Start of Block
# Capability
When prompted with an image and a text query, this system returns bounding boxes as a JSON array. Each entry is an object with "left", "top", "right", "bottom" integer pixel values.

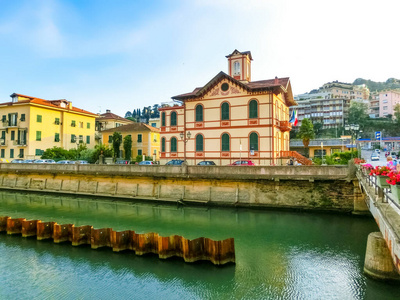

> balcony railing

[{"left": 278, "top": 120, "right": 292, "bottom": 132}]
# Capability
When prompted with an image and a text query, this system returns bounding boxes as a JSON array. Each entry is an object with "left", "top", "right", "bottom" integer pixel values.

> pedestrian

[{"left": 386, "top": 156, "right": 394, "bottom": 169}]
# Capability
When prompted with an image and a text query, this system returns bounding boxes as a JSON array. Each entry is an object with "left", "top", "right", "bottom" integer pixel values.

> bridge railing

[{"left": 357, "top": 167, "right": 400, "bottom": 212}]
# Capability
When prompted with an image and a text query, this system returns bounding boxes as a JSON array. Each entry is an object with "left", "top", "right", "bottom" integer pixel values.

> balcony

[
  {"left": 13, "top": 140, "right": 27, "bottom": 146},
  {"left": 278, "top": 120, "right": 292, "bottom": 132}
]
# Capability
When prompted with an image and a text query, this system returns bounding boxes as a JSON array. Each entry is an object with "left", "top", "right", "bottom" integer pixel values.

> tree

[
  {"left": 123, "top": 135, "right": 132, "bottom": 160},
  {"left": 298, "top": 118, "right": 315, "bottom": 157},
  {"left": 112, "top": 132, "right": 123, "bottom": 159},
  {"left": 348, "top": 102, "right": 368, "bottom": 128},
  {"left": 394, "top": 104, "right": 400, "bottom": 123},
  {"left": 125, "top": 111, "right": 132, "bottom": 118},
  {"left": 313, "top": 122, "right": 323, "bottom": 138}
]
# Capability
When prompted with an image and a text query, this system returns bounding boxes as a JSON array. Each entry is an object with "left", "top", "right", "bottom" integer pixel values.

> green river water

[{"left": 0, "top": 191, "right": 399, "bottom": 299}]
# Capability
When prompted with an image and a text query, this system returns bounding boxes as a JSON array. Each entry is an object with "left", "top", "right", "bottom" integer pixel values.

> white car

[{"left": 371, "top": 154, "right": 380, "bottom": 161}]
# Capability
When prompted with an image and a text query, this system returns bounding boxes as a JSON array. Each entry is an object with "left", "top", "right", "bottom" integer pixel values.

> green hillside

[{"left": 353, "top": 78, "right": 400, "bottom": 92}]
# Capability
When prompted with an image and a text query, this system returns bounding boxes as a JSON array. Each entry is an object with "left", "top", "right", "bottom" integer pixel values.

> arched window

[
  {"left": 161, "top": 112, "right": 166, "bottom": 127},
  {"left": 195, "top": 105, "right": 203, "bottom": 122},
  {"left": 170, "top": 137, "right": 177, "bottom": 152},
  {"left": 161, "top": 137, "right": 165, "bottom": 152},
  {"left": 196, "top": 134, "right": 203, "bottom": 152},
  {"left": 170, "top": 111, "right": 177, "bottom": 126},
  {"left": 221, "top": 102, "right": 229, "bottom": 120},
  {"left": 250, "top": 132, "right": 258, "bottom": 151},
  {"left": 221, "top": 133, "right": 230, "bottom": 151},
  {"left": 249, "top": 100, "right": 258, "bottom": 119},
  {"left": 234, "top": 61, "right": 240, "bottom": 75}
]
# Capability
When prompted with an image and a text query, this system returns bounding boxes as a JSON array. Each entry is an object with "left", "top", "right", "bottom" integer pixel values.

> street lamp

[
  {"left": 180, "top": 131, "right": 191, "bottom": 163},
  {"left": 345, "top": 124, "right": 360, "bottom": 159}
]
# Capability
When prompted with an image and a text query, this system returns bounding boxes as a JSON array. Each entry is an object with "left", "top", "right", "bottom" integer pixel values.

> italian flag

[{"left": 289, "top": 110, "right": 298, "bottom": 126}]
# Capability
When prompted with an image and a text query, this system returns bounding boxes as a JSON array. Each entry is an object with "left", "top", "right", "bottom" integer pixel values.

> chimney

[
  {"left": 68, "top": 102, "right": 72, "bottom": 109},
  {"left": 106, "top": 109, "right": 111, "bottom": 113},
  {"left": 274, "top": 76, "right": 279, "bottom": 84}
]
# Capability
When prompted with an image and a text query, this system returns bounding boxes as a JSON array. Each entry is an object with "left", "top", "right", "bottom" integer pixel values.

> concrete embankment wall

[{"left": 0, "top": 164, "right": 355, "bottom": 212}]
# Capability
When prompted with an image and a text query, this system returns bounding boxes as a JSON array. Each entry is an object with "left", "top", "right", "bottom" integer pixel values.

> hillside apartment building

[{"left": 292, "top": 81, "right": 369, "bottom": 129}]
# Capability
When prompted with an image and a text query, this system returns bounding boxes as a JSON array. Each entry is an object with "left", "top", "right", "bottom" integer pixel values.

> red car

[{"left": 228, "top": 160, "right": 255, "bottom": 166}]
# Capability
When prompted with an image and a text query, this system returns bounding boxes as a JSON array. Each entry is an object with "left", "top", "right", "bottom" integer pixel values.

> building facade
End of Block
Try it →
Excluding the pictures, reproduce every entry exactly as given.

Task answer →
# Capability
When prompted with an image and a text query, this system returns bounding boxes as a JSON array. Each entry is an object with "left", "top", "right", "bottom" integer pixel values.


> balcony railing

[{"left": 278, "top": 120, "right": 292, "bottom": 132}]
# Capability
When prompted with an image and a text query, this system returns bounding boxes as a JSON array. Each entry is an object with "left", "top", "right", "bottom" integer pixel values.

> pedestrian

[{"left": 386, "top": 156, "right": 394, "bottom": 169}]
# Capability
When prompted with an image and a text query, this system returns bounding boxes as a JSON array. Each entry is an object with "left", "top", "right", "bottom" integer pixel values.

> bridge railing

[{"left": 357, "top": 167, "right": 400, "bottom": 212}]
# Capability
When prompted with an image and a text query, this system returns bounding boxes as a JSON array. Each entry is an object with "left", "top", "right", "bottom" integer pixel values.

> balcony

[
  {"left": 13, "top": 140, "right": 27, "bottom": 146},
  {"left": 278, "top": 120, "right": 292, "bottom": 132}
]
# Capability
When prompted with an image and a text query, this system returns bounding boxes as a JSON array. Each entry is an object with "left", "top", "right", "bottom" integer pixel values.

> tree

[
  {"left": 123, "top": 135, "right": 132, "bottom": 160},
  {"left": 298, "top": 118, "right": 315, "bottom": 157},
  {"left": 112, "top": 132, "right": 123, "bottom": 159},
  {"left": 348, "top": 102, "right": 368, "bottom": 128},
  {"left": 394, "top": 104, "right": 400, "bottom": 123},
  {"left": 125, "top": 111, "right": 132, "bottom": 118},
  {"left": 313, "top": 122, "right": 323, "bottom": 138}
]
# Capability
When prompted with an image and a text query, this system returns bounding boxes as a JSON array. Each entry is an object with "left", "top", "right", "bottom" integer pixel values.

> green river water

[{"left": 0, "top": 191, "right": 399, "bottom": 299}]
# Capability
When prompted with an image and a text query, this system returns bounding boxes as a JSON array. Each entry is an object with "left", "top", "right", "bottom" integer pixel values.

> white car

[{"left": 371, "top": 154, "right": 380, "bottom": 161}]
# Capability
When prompted with an image and a text query, this system returns bounding boxes as a JSON array. Each entry is an object with "left", "top", "right", "bottom" integer pixel values.

> green hillside

[{"left": 353, "top": 78, "right": 400, "bottom": 92}]
# Capability
When prompted with an image and a text query, this system returns bounding boxes as a JSON array. Each entry is an object with "left", "top", "right", "bottom" integer pixel values.

> arched window

[
  {"left": 161, "top": 112, "right": 166, "bottom": 127},
  {"left": 195, "top": 105, "right": 203, "bottom": 122},
  {"left": 170, "top": 137, "right": 177, "bottom": 152},
  {"left": 161, "top": 137, "right": 165, "bottom": 152},
  {"left": 196, "top": 134, "right": 203, "bottom": 152},
  {"left": 170, "top": 111, "right": 177, "bottom": 126},
  {"left": 221, "top": 102, "right": 229, "bottom": 120},
  {"left": 250, "top": 132, "right": 258, "bottom": 151},
  {"left": 221, "top": 133, "right": 230, "bottom": 151},
  {"left": 249, "top": 100, "right": 258, "bottom": 119},
  {"left": 234, "top": 61, "right": 240, "bottom": 75}
]
# Capability
When prompted with an image and a text query, this system returns bounding boxes as a JSON array. Each entry is an object with "left", "top", "right", "bottom" integer pixel values.

> street lamp

[
  {"left": 180, "top": 131, "right": 191, "bottom": 163},
  {"left": 345, "top": 124, "right": 360, "bottom": 159}
]
# Capability
When prompted with an image and a text query, this system returns bounding boxes as a JSON array. Each entry is an object with "left", "top", "right", "bottom" integer pixel values.

> italian flag

[{"left": 289, "top": 110, "right": 298, "bottom": 126}]
# Capability
When prompted with an image and a text query, this system returns bounding boxes as a JSON array. Each entry is an object with "left", "top", "right", "bottom" integer pixel values.

> chimney

[
  {"left": 68, "top": 102, "right": 72, "bottom": 109},
  {"left": 106, "top": 109, "right": 111, "bottom": 113},
  {"left": 274, "top": 76, "right": 279, "bottom": 84}
]
# Capability
When prompted with an image and a text query, this system returns bounding boxes as a JSON array. Each entry is an object with "left", "top", "right", "bottom" integer pixel values.

> concrete embankment wall

[{"left": 0, "top": 164, "right": 355, "bottom": 212}]
# Capability
When prompted with an image and a text query, this system returns bounding boxes as a JSON array. Each entry is an object with "left", "top", "right", "bottom" integer pixel values.

> hillside apartment building

[{"left": 292, "top": 81, "right": 369, "bottom": 129}]
# Capability
When prompted with an image and a text query, this system returns bounding boxes as a JSON array. Each entry is an object with "left", "top", "right", "bottom" integer pixel values.

> red car

[{"left": 228, "top": 160, "right": 255, "bottom": 166}]
# Capability
When prompted with an image and a text query, this system returns bounding boxes as a JSON array. Each entry is an object with "left", "top", "right", "bottom" integer pixel values.

> building facade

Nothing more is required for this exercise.